Exercise details -> Reproduce the data below word for word, leaving out the pictures.

## START Records supplied

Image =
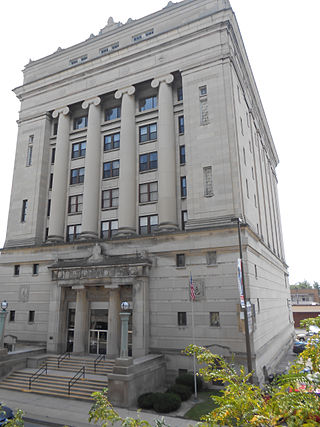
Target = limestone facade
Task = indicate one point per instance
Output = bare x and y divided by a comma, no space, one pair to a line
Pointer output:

## END Records supplied

Exercise result ->
Image =
Target = limestone facade
Task = indicate one point per instance
Output = bare x and y divided by a comma, no space, one pair to a line
Pointer output:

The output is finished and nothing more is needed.